### Prompt A
Turn the entries below, from the line with "[point] at the sea" to the line with "(1039, 581)", into a Markdown table with columns Row and Entry. Put a row number under Row and the line under Entry, and skip blank lines.

You are viewing a plain text version of this content. The canonical link for it is here.
Posted to java-user@lucene.apache.org by "Dr. Fish" <sp...@thetunaman.com> on 2008/06/22 18:29:46 UTC

How to make mutually exclusive lists of results

Hi,

I currently am using Lucene to index documents. I index 4 fields, the body
of the document, the city it is related to, the state it is related to, and
the country it is related to.

I have a java web application where the user types in some search text.. and
it searches the body of the document for matches. This works fine.

However, what I am loooking to do is generate 3 separate mutually exclusive
search results.

List 1) Results from text search, but also matching current user city,
state, and country

List 2) Results from text search, but also matching current state and
country

List 3) Result from text search, but also matching current country

The idea would be for each search to be mutually exclusive.

The naive way I know to do this, is to run 3 searches. For example if My
Search text was "bacon", and my City was Chicago, IL... I could do something
like


List 1 -> body:"bacon" AND city:"chicago" AND state:"illinois" AND
country:"united states"

List 2 ->  body:"bacon" NOT city:chicago" AND state:"illinois" AND
country:"united states"

List 3-> body:"bacon" NOT city:chicago" NOT state:"illinois" AND
country:"united states"


So this gives me my 3 mutually exclusive lists... but it makes me search the
database 3 times for each search I want to do. This seems rather jank.  Is
there some fancy Lucene tool I am missing that would let me do this?  I
don't have a ton of Lucene experience, so I think I am missing something
obvious.




-- 
View this message in context: http://www.nabble.com/How-to-make-mutually-exclusive-lists-of-results-tp18056289p18056289.html
Sent from the Lucene - Java Users mailing list archive at Nabble.com.


---------------------------------------------------------------------
To unsubscribe, e-mail: java-user-unsubscribe@lucene.apache.org
For additional commands, e-mail: java-user-help@lucene.apache.org


Re: How to make mutually exclusive lists of results

Posted by "Dr. Fish" <sp...@thetunaman.com>.
Ah great that was the kind of stuff I was looking for.

### Information provided
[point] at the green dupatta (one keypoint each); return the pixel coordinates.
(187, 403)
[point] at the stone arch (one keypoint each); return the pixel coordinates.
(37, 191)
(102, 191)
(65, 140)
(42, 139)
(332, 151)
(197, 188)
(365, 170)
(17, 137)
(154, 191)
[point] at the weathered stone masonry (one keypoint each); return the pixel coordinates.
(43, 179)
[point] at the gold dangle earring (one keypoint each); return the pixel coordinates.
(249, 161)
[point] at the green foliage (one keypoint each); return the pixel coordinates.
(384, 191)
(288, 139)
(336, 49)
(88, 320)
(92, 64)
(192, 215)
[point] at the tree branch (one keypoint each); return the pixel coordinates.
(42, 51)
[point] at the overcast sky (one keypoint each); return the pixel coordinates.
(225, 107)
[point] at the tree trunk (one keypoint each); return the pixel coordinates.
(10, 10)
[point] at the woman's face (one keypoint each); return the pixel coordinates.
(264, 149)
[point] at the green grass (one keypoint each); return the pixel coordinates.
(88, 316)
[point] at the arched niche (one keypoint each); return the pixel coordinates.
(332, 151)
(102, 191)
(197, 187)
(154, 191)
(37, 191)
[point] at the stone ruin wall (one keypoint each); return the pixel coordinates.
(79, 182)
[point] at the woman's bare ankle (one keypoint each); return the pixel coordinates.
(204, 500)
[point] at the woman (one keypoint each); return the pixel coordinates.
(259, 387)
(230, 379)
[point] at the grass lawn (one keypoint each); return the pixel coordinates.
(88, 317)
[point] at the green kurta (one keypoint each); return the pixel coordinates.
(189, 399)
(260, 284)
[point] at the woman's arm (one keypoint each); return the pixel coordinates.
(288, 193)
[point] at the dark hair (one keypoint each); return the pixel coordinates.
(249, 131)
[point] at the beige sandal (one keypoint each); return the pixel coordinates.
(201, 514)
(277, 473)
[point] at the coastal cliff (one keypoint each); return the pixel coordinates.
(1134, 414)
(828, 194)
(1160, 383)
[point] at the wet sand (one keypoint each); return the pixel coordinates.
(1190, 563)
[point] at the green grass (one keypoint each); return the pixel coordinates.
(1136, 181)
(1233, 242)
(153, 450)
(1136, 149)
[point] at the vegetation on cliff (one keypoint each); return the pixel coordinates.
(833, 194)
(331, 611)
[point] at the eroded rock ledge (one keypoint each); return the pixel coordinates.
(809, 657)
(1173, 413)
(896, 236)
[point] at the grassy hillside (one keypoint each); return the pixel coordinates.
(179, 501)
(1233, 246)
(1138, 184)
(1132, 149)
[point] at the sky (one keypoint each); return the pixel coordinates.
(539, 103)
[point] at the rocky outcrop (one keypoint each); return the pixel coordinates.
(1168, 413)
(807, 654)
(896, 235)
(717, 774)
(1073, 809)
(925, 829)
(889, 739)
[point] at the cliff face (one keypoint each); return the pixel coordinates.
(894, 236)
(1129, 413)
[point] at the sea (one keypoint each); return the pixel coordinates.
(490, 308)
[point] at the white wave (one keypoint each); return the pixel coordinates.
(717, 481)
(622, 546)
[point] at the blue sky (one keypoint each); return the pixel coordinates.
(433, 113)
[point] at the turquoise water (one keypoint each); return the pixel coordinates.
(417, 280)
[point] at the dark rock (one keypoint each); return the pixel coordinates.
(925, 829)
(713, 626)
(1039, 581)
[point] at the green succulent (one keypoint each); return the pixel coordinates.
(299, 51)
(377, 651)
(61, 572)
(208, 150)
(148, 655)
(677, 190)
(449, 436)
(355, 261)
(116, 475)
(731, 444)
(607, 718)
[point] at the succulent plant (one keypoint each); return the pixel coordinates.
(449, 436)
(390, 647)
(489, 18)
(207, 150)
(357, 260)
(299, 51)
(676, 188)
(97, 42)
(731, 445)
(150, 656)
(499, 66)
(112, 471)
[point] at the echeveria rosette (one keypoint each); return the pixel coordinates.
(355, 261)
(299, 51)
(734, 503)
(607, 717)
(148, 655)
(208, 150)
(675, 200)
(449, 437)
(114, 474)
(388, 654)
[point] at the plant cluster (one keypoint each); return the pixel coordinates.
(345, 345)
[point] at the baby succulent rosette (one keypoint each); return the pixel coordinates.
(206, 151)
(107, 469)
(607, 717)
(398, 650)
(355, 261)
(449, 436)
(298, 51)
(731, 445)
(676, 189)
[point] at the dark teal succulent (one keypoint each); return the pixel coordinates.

### Prompt B
Go on with the Lucene mailing-list thread on mutually exclusive result lists from where it stops.

### Result A
| Row | Entry |
|---|---|
| 1 | [point] at the sea (one keypoint each); return the pixel coordinates. |
| 2 | (490, 308) |
| 3 | [point] at the white wave (one keypoint each); return the pixel coordinates. |
| 4 | (717, 481) |
| 5 | (622, 546) |
| 6 | [point] at the blue sky (one keypoint each); return the pixel coordinates. |
| 7 | (433, 113) |
| 8 | [point] at the turquoise water (one keypoint each); return the pixel coordinates. |
| 9 | (417, 280) |
| 10 | [point] at the dark rock (one keypoint each); return the pixel coordinates. |
| 11 | (925, 829) |
| 12 | (713, 626) |
| 13 | (1039, 581) |

### Result B
Right now I have < 1000 results, so it won't kill me to use hits. I will
look into Hit Collection for my next release to fix that... 




Erick Erickson wrote:
> 
> Watch out though. By "hit' I assume you mean a Hits object. Iterating
> over a large result set with a Hits object can be very inefficient because
> the query re-executes every 100 or so. Think about a HitCollector
> instead.
> 
> Best
> Erick.
> 
> 
> 
> On Sun, Jun 22, 2008 at 2:59 PM, Dr. Fish <sp...@thetunaman.com> wrote:
> 
>>
>> Ah I think I got it
>>
>>
>> hit.getDocument().getField("CityID").stringValue() seems to be what I
>> wanted
>>
>>
>> Thanks!
>>
>>
>>
>> Dr. Fish wrote:
>> >
>> > I tried this first, and I was having trouble iterating over them.
>> >
>> >
>> > If I do something like this
>> >
>> > hit.getDocument().getField("CountryID").toString()
>> >
>> > I get a big long BS object.. not just the result of my search.
>> >
>> > I also tried messing with the tokenStreamValue(), and had the same
>> result.
>> > How do I just get the value "countryID" out of the document?
>> >
>> >
>> > Steven A Rowe wrote:
>> >>
>> >> Hi Dr. Fish,
>> >>
>> >> You could make just a single query with the broadest query possible -
>> >> e.g.
>> >>
>> >>   bacon AND country:"united states"
>> >>
>> >> and then iterate over all results, dividing them into your three
>> buckets
>> >> based on the values of the other two fields.
>> >>
>> >> Steve
>> >>
>> >> On 06/22/2008 at 12:29 PM, Dr. Fish wrote:
>> >>>
>> >>> Hi,
>> >>>
>> >>> I currently am using Lucene to index documents. I index 4
>> >>> fields, the body
>> >>> of the document, the city it is related to, the state it is
>> >>> related to, and
>> >>> the country it is related to.
>> >>>
>> >>> I have a java web application where the user types in some
>> >>> search text.. and
>> >>> it searches the body of the document for matches. This works fine.
>> >>>
>> >>> However, what I am loooking to do is generate 3 separate
>> >>> mutually exclusive
>> >>> search results.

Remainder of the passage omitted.